## Records to use
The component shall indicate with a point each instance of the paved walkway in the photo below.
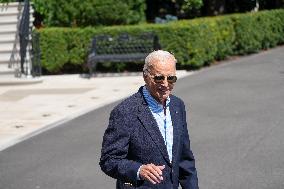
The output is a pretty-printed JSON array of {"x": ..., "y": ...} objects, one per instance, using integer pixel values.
[{"x": 27, "y": 110}]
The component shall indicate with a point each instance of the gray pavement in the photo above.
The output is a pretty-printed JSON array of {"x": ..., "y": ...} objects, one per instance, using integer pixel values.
[
  {"x": 29, "y": 109},
  {"x": 235, "y": 114}
]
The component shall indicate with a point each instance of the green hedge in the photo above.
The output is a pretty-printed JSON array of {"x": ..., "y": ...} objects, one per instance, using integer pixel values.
[{"x": 195, "y": 43}]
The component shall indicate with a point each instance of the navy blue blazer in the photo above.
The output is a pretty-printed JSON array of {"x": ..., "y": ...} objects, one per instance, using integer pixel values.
[{"x": 133, "y": 138}]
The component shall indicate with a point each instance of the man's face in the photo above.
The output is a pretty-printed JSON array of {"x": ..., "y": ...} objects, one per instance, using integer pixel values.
[{"x": 162, "y": 89}]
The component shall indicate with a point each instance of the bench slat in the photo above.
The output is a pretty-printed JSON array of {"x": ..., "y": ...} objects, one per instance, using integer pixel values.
[{"x": 123, "y": 48}]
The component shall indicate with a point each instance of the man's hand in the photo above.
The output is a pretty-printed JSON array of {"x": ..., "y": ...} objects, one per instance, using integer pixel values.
[{"x": 152, "y": 173}]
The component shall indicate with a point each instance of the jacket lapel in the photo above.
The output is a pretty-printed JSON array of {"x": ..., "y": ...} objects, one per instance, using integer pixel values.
[
  {"x": 150, "y": 124},
  {"x": 175, "y": 116}
]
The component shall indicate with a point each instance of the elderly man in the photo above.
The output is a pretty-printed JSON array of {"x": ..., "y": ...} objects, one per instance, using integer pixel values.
[{"x": 146, "y": 144}]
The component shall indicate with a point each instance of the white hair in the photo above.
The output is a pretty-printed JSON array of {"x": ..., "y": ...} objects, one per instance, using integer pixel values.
[{"x": 160, "y": 56}]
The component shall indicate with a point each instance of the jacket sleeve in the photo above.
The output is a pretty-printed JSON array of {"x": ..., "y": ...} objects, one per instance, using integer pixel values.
[
  {"x": 114, "y": 151},
  {"x": 187, "y": 171}
]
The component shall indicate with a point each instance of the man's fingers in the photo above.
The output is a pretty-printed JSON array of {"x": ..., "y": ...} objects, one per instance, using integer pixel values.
[{"x": 152, "y": 173}]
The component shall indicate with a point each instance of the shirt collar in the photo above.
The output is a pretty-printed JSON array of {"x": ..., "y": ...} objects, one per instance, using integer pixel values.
[{"x": 153, "y": 104}]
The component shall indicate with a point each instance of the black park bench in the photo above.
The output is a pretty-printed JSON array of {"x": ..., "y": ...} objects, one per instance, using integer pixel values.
[{"x": 121, "y": 48}]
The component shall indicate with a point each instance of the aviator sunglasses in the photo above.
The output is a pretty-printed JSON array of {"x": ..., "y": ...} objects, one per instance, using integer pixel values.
[{"x": 161, "y": 78}]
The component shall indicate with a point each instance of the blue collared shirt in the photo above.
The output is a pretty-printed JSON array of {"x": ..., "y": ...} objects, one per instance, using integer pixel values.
[{"x": 163, "y": 120}]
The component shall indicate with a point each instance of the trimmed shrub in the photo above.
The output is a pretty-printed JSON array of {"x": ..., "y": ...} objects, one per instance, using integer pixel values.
[{"x": 195, "y": 43}]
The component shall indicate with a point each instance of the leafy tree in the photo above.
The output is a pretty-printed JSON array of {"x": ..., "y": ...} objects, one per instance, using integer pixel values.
[
  {"x": 179, "y": 8},
  {"x": 90, "y": 12}
]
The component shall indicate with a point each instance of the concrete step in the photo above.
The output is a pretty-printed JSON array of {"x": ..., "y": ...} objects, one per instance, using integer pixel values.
[
  {"x": 6, "y": 47},
  {"x": 5, "y": 57},
  {"x": 8, "y": 28},
  {"x": 8, "y": 32},
  {"x": 11, "y": 18},
  {"x": 8, "y": 22},
  {"x": 6, "y": 37},
  {"x": 5, "y": 70},
  {"x": 10, "y": 7},
  {"x": 19, "y": 81},
  {"x": 9, "y": 13}
]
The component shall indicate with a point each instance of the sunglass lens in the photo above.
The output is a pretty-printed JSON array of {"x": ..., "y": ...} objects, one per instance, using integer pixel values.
[
  {"x": 172, "y": 79},
  {"x": 159, "y": 78}
]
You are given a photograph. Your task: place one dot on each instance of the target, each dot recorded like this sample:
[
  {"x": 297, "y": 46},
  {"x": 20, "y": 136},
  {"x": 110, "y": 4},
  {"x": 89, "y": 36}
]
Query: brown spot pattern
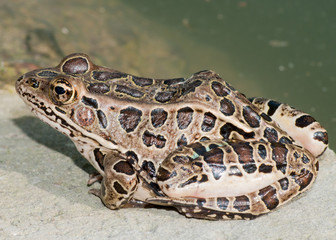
[
  {"x": 158, "y": 117},
  {"x": 219, "y": 89},
  {"x": 150, "y": 139},
  {"x": 227, "y": 107},
  {"x": 142, "y": 82},
  {"x": 164, "y": 97},
  {"x": 271, "y": 134},
  {"x": 99, "y": 157},
  {"x": 214, "y": 158},
  {"x": 251, "y": 117},
  {"x": 102, "y": 118},
  {"x": 321, "y": 136},
  {"x": 182, "y": 141},
  {"x": 184, "y": 117},
  {"x": 242, "y": 203},
  {"x": 117, "y": 186},
  {"x": 209, "y": 121},
  {"x": 149, "y": 167},
  {"x": 265, "y": 168},
  {"x": 304, "y": 121},
  {"x": 77, "y": 65},
  {"x": 100, "y": 88},
  {"x": 284, "y": 183},
  {"x": 223, "y": 203},
  {"x": 245, "y": 155},
  {"x": 269, "y": 197},
  {"x": 106, "y": 75},
  {"x": 129, "y": 118},
  {"x": 279, "y": 155},
  {"x": 123, "y": 167},
  {"x": 85, "y": 116},
  {"x": 129, "y": 91},
  {"x": 304, "y": 179},
  {"x": 234, "y": 171}
]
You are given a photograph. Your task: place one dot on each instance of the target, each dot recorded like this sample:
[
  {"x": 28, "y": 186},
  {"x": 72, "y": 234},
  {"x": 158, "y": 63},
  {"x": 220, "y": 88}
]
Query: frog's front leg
[
  {"x": 236, "y": 179},
  {"x": 119, "y": 180}
]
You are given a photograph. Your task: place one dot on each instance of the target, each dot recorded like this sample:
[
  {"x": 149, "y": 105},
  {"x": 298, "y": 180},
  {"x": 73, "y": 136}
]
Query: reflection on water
[
  {"x": 277, "y": 49},
  {"x": 283, "y": 50}
]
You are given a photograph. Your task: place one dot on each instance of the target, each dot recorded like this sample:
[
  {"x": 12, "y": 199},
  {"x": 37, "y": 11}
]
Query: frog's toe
[{"x": 94, "y": 177}]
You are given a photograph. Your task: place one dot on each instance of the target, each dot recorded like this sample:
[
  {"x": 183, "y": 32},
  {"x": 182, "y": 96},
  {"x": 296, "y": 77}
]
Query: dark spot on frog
[
  {"x": 184, "y": 117},
  {"x": 304, "y": 121},
  {"x": 78, "y": 65},
  {"x": 158, "y": 117},
  {"x": 321, "y": 136},
  {"x": 273, "y": 106},
  {"x": 279, "y": 155},
  {"x": 48, "y": 74},
  {"x": 123, "y": 167},
  {"x": 265, "y": 168},
  {"x": 142, "y": 82},
  {"x": 214, "y": 159},
  {"x": 251, "y": 117},
  {"x": 102, "y": 118},
  {"x": 284, "y": 183},
  {"x": 269, "y": 196},
  {"x": 129, "y": 91},
  {"x": 209, "y": 121},
  {"x": 271, "y": 134},
  {"x": 173, "y": 81},
  {"x": 99, "y": 157},
  {"x": 107, "y": 75},
  {"x": 242, "y": 203},
  {"x": 227, "y": 107},
  {"x": 245, "y": 155},
  {"x": 90, "y": 102},
  {"x": 117, "y": 186},
  {"x": 163, "y": 97},
  {"x": 100, "y": 88},
  {"x": 150, "y": 139},
  {"x": 84, "y": 116},
  {"x": 234, "y": 171},
  {"x": 219, "y": 89},
  {"x": 129, "y": 118},
  {"x": 223, "y": 203},
  {"x": 149, "y": 167}
]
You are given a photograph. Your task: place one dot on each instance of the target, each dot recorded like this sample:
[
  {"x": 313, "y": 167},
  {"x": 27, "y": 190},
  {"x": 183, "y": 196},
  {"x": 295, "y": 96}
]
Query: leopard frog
[{"x": 195, "y": 143}]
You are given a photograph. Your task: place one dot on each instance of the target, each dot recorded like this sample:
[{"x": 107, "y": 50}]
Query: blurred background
[{"x": 283, "y": 50}]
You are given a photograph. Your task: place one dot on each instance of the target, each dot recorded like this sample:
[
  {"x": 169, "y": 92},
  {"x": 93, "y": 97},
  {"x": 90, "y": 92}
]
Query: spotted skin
[{"x": 196, "y": 143}]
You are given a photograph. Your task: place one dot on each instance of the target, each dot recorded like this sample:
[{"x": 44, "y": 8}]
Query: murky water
[{"x": 283, "y": 50}]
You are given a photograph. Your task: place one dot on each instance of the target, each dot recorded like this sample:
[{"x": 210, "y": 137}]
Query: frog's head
[{"x": 54, "y": 94}]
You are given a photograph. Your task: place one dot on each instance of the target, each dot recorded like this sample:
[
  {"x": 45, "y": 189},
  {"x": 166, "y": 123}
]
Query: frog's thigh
[
  {"x": 302, "y": 127},
  {"x": 119, "y": 183},
  {"x": 237, "y": 179}
]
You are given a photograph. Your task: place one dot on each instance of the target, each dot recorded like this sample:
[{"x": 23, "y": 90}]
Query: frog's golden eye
[{"x": 62, "y": 92}]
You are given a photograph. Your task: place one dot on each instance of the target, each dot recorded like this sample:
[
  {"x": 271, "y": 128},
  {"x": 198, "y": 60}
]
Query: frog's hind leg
[
  {"x": 302, "y": 127},
  {"x": 233, "y": 180}
]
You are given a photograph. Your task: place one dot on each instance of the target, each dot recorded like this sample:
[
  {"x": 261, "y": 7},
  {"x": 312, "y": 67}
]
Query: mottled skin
[{"x": 196, "y": 144}]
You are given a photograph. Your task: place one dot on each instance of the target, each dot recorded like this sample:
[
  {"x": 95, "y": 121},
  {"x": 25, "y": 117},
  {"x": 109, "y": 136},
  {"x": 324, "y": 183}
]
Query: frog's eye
[{"x": 61, "y": 91}]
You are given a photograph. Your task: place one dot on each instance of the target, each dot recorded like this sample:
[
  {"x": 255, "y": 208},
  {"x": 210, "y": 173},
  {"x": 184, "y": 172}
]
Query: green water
[
  {"x": 283, "y": 50},
  {"x": 277, "y": 49}
]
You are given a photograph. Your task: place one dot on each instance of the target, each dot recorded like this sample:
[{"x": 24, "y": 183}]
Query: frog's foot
[
  {"x": 119, "y": 182},
  {"x": 236, "y": 179},
  {"x": 94, "y": 177},
  {"x": 302, "y": 127}
]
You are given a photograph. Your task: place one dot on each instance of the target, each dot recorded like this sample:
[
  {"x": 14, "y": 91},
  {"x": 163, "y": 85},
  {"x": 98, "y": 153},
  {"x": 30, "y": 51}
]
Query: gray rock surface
[{"x": 43, "y": 195}]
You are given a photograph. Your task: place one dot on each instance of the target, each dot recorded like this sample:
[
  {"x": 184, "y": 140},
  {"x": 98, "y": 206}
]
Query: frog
[{"x": 193, "y": 144}]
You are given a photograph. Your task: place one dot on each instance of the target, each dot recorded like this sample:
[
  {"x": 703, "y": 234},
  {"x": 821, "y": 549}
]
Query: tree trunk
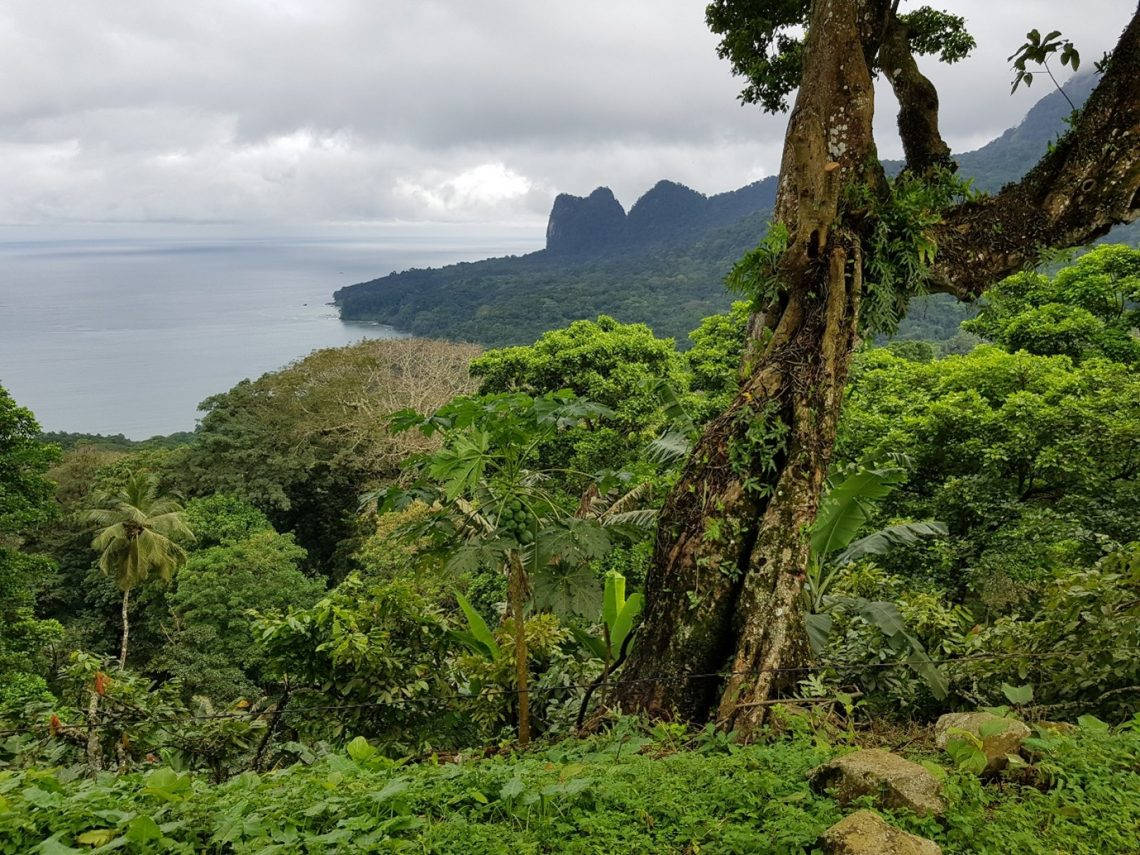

## Problem statement
Collect and copy every line of the data above that contains the string "shirt". Case counts, so include only lines where it matches letter for letter.

## Answer to the problem
The component shall indicate with a point each instance of the shirt collar in the photo above.
The component shall indicate with a point each instance of the blue collared shirt in the photo above.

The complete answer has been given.